Reproduce every line of the material below word for word, changing nothing.

--- --- ---

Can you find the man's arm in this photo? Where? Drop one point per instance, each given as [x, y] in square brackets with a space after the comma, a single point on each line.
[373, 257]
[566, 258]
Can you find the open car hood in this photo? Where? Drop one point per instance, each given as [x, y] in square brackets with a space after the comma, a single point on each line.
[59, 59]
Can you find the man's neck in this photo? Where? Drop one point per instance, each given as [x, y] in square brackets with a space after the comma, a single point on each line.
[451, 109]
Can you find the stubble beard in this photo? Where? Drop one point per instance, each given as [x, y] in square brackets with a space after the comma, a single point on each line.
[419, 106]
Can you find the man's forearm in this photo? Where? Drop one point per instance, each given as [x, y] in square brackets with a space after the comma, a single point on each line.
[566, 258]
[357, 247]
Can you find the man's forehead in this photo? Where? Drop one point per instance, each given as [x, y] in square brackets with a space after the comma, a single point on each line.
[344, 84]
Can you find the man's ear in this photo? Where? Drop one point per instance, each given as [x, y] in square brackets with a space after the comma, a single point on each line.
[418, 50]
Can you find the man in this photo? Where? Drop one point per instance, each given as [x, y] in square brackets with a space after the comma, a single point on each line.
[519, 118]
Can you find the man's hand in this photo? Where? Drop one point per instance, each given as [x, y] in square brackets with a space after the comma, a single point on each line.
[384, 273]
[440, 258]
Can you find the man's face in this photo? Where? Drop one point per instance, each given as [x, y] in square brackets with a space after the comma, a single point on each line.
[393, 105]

--- --- ---

» RESULT FOR THIS EXERCISE
Can you find the man's arm in this photo? Where? Drop one point per instance, each given as [x, y] in square brackets with a space after the comma, a single point on each line.
[373, 257]
[566, 258]
Can you find the open car hood in this photo? Where? Drop one point per instance, each given as [x, y] in square brackets with a space after the comma, a single point on each line.
[59, 59]
Can you find the man's neck in this photo? Where? Drop one point per instance, each given as [x, y] in square brackets with a space after the comma, a single point on each line.
[451, 109]
Can you find the stubble beard in this photo? Where? Drop one point per instance, each given as [x, y] in square brackets with a space after the comma, a single point on each line.
[419, 106]
Can you find the man's forearm in this photo? Where? Drop one point per instance, each given as [x, y] in square brackets with a space after the comma, a single point on each line.
[566, 258]
[357, 247]
Can you find the man's forehead in this photo? Where? Drop one point per instance, each given as [x, y] in square brackets with a space after the comma, a single point on each line.
[344, 84]
Can you find the man's ear in this photo? Where? Drop one point per instance, each given as [x, y] in square brackets with a space after the comma, a single point on each line.
[418, 50]
Can you find the man in this photo? Where? Drop one point per instance, each given as [x, y] in square brackets with a space after the comma, a single point on each line.
[519, 118]
Can you find the man's hand in this photo? Where? Drop one point per instance, each given as [x, y] in square brackets with a space after the comma, a single point on each line.
[384, 273]
[440, 258]
Can you find the man's face in this photo? Where? Drop one point per instance, each given as [x, y] in square brackets with a space after the comma, a single point on each line.
[393, 105]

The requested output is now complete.